EXTRACTED ENTRIES:
┌──
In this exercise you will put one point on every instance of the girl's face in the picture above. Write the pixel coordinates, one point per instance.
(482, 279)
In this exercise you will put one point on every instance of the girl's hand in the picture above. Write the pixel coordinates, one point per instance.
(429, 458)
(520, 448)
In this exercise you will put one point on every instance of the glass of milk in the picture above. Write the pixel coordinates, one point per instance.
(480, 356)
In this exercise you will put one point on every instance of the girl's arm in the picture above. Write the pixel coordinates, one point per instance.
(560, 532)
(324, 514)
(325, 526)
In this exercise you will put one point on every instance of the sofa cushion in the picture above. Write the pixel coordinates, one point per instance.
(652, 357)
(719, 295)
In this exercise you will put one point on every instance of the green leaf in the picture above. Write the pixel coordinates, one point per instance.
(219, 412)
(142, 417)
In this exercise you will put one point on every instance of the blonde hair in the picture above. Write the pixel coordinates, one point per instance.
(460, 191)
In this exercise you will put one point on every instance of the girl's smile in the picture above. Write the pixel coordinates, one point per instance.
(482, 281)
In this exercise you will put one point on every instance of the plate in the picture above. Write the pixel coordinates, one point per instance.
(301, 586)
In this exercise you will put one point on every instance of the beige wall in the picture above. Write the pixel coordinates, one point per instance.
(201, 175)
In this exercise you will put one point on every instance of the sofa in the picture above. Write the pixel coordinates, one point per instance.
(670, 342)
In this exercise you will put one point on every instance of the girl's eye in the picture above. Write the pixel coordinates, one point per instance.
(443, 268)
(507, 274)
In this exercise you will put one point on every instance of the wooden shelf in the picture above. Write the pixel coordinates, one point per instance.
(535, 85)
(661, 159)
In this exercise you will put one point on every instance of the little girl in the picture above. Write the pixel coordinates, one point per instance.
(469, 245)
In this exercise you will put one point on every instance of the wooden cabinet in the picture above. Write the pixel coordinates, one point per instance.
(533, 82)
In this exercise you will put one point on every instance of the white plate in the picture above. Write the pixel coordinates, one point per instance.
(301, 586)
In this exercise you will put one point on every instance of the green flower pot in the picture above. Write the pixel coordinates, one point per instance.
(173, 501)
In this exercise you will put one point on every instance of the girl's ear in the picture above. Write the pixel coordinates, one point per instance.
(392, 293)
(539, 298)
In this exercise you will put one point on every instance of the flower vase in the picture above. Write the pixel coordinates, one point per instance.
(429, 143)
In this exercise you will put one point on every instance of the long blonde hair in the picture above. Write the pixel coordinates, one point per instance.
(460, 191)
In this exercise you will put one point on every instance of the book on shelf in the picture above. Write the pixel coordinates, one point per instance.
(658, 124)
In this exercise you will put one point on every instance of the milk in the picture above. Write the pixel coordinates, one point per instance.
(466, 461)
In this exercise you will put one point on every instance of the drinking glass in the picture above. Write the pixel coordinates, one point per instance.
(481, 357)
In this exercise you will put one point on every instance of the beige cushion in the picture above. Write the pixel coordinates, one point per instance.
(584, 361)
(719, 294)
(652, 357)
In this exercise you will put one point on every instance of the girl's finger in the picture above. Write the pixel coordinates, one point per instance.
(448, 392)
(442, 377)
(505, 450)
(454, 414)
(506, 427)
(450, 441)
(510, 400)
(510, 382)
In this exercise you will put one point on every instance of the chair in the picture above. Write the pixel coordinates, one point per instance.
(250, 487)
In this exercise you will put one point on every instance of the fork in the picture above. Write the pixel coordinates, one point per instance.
└──
WHAT YOU NEED TO DO: Would you reproduce the material above in full, exactly as given?

THE ANSWER:
In this exercise you will put one point on every instance of the girl's face in the picture above. Write the pixel coordinates, one point per instance.
(482, 279)
In this exercise you will put one point on every instance of the girl's hand in the picture above. Write the pixel coordinates, one point per instance.
(429, 458)
(520, 448)
In this exercise you will put one point on every instance of the glass of milk in the picture above. Write the pixel coordinates, one point per instance.
(480, 356)
In this exercise you will put one point on every instance of the girl's arm in the picture above. Write the pixel coordinates, one point per instance.
(560, 532)
(324, 514)
(325, 526)
In this exercise you will put one point on every instance of the sofa cushion in the picture above. Write the pixel coordinates, one point per instance.
(652, 357)
(719, 295)
In this exercise you will put one point on every instance of the green leaf in the picture above. Write the pixel coordinates, one point per instance.
(219, 412)
(142, 417)
In this exercise you will put one point on every instance of the blonde hair in the picture above. Write the pixel coordinates, one point per instance.
(460, 191)
In this exercise you will put one point on every instance of the girl's smile in the picture above. Write the pixel coordinates, one point per instance.
(482, 281)
In this exercise you will put one point on every instance of the plate in the picture above. Write the pixel coordinates, one point per instance.
(301, 586)
In this exercise you will put one point on every instance of the beige wall in the picture above. Write the pixel coordinates, one point per instance.
(201, 175)
In this exercise you will put one point on every instance of the sofa in the picture above. Write the pixel coordinates, one point per instance.
(670, 342)
In this exercise you will put one point on every instance of the girl's eye in the picture above. Write the pixel coordinates, one point per instance.
(443, 268)
(507, 274)
In this exercise you will put one point on every instance of the wooden shelf in the picture above. Write the pixel coordinates, one point per instance.
(535, 85)
(661, 159)
In this exercise you will put one point on every instance of the little girl in the picture above. Write the pixel coordinates, one point per instance.
(469, 245)
In this exercise you will put one point on every instance of the wooden cabinet in the picture above. Write the pixel coordinates, one point per instance.
(533, 82)
In this exercise you will put one point on every instance of the white plate in the picture above. Write the pixel coordinates, one point per instance.
(301, 586)
In this exercise you will put one point on every instance of the green flower pot in the picture above. Write the pixel coordinates, one point per instance.
(173, 501)
In this exercise you will put one point on every instance of the girl's ear in the picture above. Write the pixel coordinates, one point per instance.
(392, 293)
(539, 298)
In this exercise you will put one point on every instance of the flower vase in the picture above. Write the pixel coordinates, one point per instance.
(429, 143)
In this exercise you will put one point on every instance of the long blonde hair in the picture above. Write the pixel coordinates, one point per instance.
(460, 191)
In this exercise you will put one point on every instance of the book on shelf in the picture above. Write the pixel coordinates, one point per instance.
(658, 124)
In this exercise you will put one point on every instance of the milk in the picture above. Write the pixel coordinates, one point per instance.
(466, 461)
In this exercise you will put one point on every instance of the drinking glass in the picture above. Write the pixel coordinates, one point per instance.
(481, 357)
In this exercise you will put one point on every instance of the beige cushion in the picture above. Write the pixel coordinates, one point per instance.
(584, 361)
(719, 294)
(652, 357)
In this exercise you will put one point on every instance of the girl's finger in the picture above. Write the pixel coordinates, one point per instance.
(448, 392)
(442, 377)
(505, 450)
(454, 414)
(506, 427)
(450, 441)
(510, 400)
(510, 382)
In this exercise you will put one point on every instance of the chair in the picture above. Write the pixel coordinates, one point per instance.
(250, 487)
In this exercise you will put one point on every instance of the fork in the picture above. Write the pixel coordinates, one point per instance.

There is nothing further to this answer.